-- Start Quoted text --
Addyman's CornerColumnists

The Construction Behind the Glamour

By John Addyman
Email:john.addyman@yahoo.com

I  have not had a good relationship with tools in my life.

Some guys are just talented and drawn to using tools wisely and well. I never got there.

I think my troubles started with my father, who wasn’t too good with tools himself.

That didn’t stop him from trying to fix things. He’d start to rewire a lamp or put a hinge on a screen door— something that would normally take an hour — and three hours later he was still struggling and swearing. I learned more about swearing when you fix something than I did actual reconstruction.

The day I got officially offput by using tools was our first shop class in seventh grade when the shop teacher, Mr. Riker, was showing us something and I noticed he was missing two fingers and a couple more fingertips.

But that didn’t stop me from using tools when I grew up. And adventure regularly ensued.

For instance, we bought a 10-speed bike for our oldest daughter, Amy.

“You and she can put the bike together as a father-daughter project,” my wife suggested.

“We have to use tools,” I muttered to my wife.

“It’ll be fun,” she said, “a bonding exercise.”

Amy and I set up the box on the floor of the garage. On the outside was printed, “It’s the construction behind the glamour that counts.”

“What does that mean?” Amy asked.

“I have no idea,” I told her.

A friend of mine came back from Vietnam with a Minolta SRT 101 camera for me. The booklet that came with it was written by someone who wasn’t exactly facile with English. “Shutter for picture gentle press” was one of the sentences in the booklet. “It’s the construction behind the glamour that counts” was hitting me about the same way.

The guy who sold us the bike said we might have to put the bike cables and gears together, but when we opened the box, they had come already assembled.

I told Amy, “This is going to be easy. All we have to do is stick this thing together.”

Those words should never have come out of my mouth.

We read the owner’s manual, got all the parts spread out in proper order, and started construction. “If your model has a tubular front fork with a spoked wheel, slip a spacer washer into each end of axle,” stated the instructions.

“This isn’t a tubular fork,” I told Amy.

We put the wheel on anyway.
-- End Quoted text --
### [Exercise set]
(1) Reproduce the passage of the column on tools that begins with the words "Addyman's CornerColumnists" and ends with "did actual reconstruction.".
(2) According to the column on tools, what camera did the author's friend bring back from Vietnam?
-- Start Record list --
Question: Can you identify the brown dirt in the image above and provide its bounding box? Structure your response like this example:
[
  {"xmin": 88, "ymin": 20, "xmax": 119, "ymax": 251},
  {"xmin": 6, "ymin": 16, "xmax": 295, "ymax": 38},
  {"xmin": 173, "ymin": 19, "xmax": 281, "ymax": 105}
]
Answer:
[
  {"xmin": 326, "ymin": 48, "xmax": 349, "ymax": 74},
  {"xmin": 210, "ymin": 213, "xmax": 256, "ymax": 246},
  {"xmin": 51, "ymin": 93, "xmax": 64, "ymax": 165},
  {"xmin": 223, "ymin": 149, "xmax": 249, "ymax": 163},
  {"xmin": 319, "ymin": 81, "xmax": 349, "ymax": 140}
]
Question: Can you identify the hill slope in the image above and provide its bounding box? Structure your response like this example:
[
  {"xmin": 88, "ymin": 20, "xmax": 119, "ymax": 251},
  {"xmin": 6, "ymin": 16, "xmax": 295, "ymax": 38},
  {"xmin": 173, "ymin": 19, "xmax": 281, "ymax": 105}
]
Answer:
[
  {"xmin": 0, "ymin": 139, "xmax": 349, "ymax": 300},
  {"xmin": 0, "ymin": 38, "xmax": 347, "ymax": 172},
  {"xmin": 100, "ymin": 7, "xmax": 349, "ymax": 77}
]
-- End Record list --
### [Solutions]
(1)
Addyman's CornerColumnists

The Construction Behind the Glamour

By John Addyman
Email:john.addyman@yahoo.com

I  have not had a good relationship with tools in my life.

Some guys are just talented and drawn to using tools wisely and well. I never got there.

I think my troubles started with my father, who wasn’t too good with tools himself.

That didn’t stop him from trying to fix things. He’d start to rewire a lamp or put a hinge on a screen door— something that would normally take an hour — and three hours later he was still struggling and swearing. I learned more about swearing when you fix something than I did actual reconstruction.

(2) A Minolta SRT 101.